▶ MATERIAL PROVIDED:
-- -- --

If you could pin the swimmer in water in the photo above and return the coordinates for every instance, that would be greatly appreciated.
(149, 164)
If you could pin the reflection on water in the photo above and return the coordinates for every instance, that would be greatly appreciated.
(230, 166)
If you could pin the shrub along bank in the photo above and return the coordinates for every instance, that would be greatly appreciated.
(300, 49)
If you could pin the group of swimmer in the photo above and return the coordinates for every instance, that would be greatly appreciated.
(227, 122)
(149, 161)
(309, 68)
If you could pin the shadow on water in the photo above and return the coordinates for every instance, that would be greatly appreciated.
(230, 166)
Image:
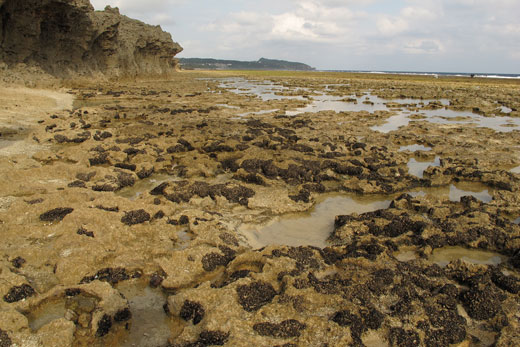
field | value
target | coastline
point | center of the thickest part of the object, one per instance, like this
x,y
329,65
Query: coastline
x,y
146,195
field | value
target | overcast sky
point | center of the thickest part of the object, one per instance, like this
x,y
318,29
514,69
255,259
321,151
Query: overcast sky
x,y
391,35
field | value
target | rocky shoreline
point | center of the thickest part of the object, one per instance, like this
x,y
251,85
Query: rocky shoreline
x,y
132,203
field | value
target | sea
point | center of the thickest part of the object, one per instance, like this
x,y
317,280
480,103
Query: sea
x,y
436,74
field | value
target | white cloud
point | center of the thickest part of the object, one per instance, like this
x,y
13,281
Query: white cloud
x,y
364,34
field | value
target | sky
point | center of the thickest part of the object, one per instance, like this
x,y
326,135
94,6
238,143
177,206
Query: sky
x,y
376,35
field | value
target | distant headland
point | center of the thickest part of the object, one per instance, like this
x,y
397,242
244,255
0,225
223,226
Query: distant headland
x,y
261,64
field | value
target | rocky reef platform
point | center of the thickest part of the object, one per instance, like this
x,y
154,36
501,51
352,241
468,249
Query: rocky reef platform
x,y
169,212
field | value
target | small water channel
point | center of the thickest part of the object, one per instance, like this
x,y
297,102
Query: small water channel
x,y
444,255
150,326
266,90
416,167
145,185
315,226
404,108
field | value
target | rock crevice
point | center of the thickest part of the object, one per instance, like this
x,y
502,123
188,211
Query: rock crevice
x,y
67,38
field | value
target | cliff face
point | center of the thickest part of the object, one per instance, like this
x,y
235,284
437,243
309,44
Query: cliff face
x,y
67,37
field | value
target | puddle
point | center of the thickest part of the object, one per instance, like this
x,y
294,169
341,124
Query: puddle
x,y
145,185
505,109
393,123
515,170
258,113
314,227
311,228
416,167
81,103
46,313
150,326
442,256
184,240
439,113
414,148
325,102
266,90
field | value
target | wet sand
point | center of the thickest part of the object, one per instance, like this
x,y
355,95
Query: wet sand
x,y
280,209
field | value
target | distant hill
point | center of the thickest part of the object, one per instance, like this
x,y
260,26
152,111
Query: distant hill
x,y
261,64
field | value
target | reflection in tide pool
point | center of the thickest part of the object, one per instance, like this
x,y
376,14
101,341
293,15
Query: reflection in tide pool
x,y
150,326
145,185
312,228
268,90
414,148
417,168
442,256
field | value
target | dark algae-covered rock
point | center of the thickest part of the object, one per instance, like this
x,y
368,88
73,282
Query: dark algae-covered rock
x,y
5,340
285,329
192,311
255,295
135,217
104,325
18,293
56,214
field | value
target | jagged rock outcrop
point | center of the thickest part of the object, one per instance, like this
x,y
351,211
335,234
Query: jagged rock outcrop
x,y
67,37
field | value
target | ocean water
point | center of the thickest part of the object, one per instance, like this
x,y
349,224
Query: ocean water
x,y
433,73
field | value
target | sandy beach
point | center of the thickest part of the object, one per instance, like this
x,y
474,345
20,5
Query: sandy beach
x,y
265,208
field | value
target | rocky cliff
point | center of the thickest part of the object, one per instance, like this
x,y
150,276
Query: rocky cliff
x,y
67,38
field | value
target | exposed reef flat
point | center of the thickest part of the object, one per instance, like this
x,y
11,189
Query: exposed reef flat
x,y
134,216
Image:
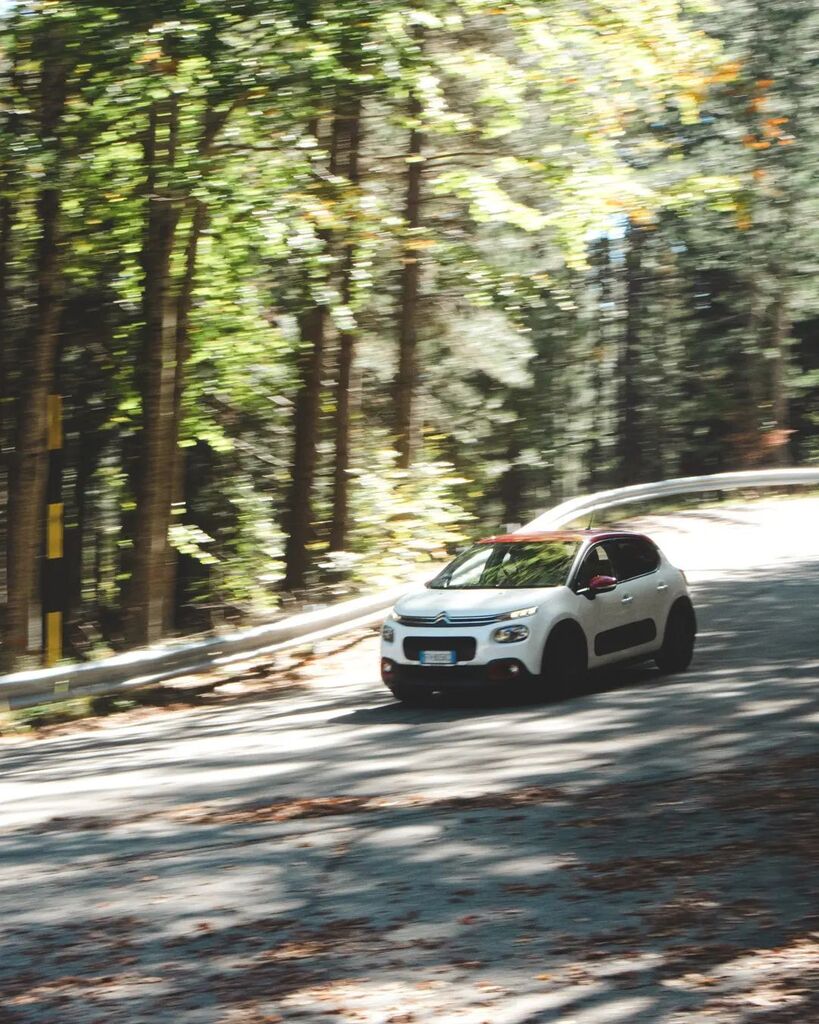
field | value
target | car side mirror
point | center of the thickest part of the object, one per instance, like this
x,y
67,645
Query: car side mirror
x,y
602,585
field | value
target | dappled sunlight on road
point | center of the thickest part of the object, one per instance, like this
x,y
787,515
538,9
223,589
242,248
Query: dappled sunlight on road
x,y
642,852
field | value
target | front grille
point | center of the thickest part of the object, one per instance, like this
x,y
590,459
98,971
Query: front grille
x,y
448,621
463,646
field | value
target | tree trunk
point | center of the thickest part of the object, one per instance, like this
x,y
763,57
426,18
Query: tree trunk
x,y
780,449
147,597
350,130
631,456
27,510
27,521
406,441
298,518
6,360
184,303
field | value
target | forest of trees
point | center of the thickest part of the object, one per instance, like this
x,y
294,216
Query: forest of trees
x,y
325,286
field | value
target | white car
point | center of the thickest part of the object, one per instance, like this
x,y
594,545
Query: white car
x,y
542,609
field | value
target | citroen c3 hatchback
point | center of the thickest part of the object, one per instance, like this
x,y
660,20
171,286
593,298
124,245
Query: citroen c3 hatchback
x,y
542,609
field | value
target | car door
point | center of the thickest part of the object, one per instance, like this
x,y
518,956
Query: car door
x,y
602,615
636,562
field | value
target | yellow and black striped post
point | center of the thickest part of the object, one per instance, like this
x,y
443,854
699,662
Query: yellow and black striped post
x,y
53,576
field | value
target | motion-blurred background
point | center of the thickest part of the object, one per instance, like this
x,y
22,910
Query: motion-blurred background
x,y
295,294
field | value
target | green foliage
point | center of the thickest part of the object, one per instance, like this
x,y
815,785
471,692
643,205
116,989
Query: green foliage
x,y
615,256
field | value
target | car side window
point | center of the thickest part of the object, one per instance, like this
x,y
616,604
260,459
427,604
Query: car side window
x,y
597,562
633,556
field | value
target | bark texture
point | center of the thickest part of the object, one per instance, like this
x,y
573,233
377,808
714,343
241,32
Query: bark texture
x,y
631,455
298,518
348,123
147,595
27,515
406,381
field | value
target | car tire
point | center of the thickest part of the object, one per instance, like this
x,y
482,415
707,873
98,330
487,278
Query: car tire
x,y
678,641
565,663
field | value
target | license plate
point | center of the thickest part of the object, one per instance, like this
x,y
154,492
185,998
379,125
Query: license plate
x,y
438,657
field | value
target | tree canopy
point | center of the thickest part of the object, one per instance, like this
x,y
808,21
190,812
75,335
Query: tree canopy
x,y
325,286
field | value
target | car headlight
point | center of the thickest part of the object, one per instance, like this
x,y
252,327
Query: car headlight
x,y
520,612
511,634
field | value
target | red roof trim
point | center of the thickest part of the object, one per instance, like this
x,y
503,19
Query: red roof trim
x,y
593,536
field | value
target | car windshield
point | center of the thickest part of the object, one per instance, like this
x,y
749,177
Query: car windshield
x,y
509,565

-- -- --

▶ THE PROBLEM:
From the listing above, pick out every line that contains the word "outcrop", matching case exactly, and copy each such line.

▶ REPLY:
target | jagged rock outcrop
Query: jagged rock outcrop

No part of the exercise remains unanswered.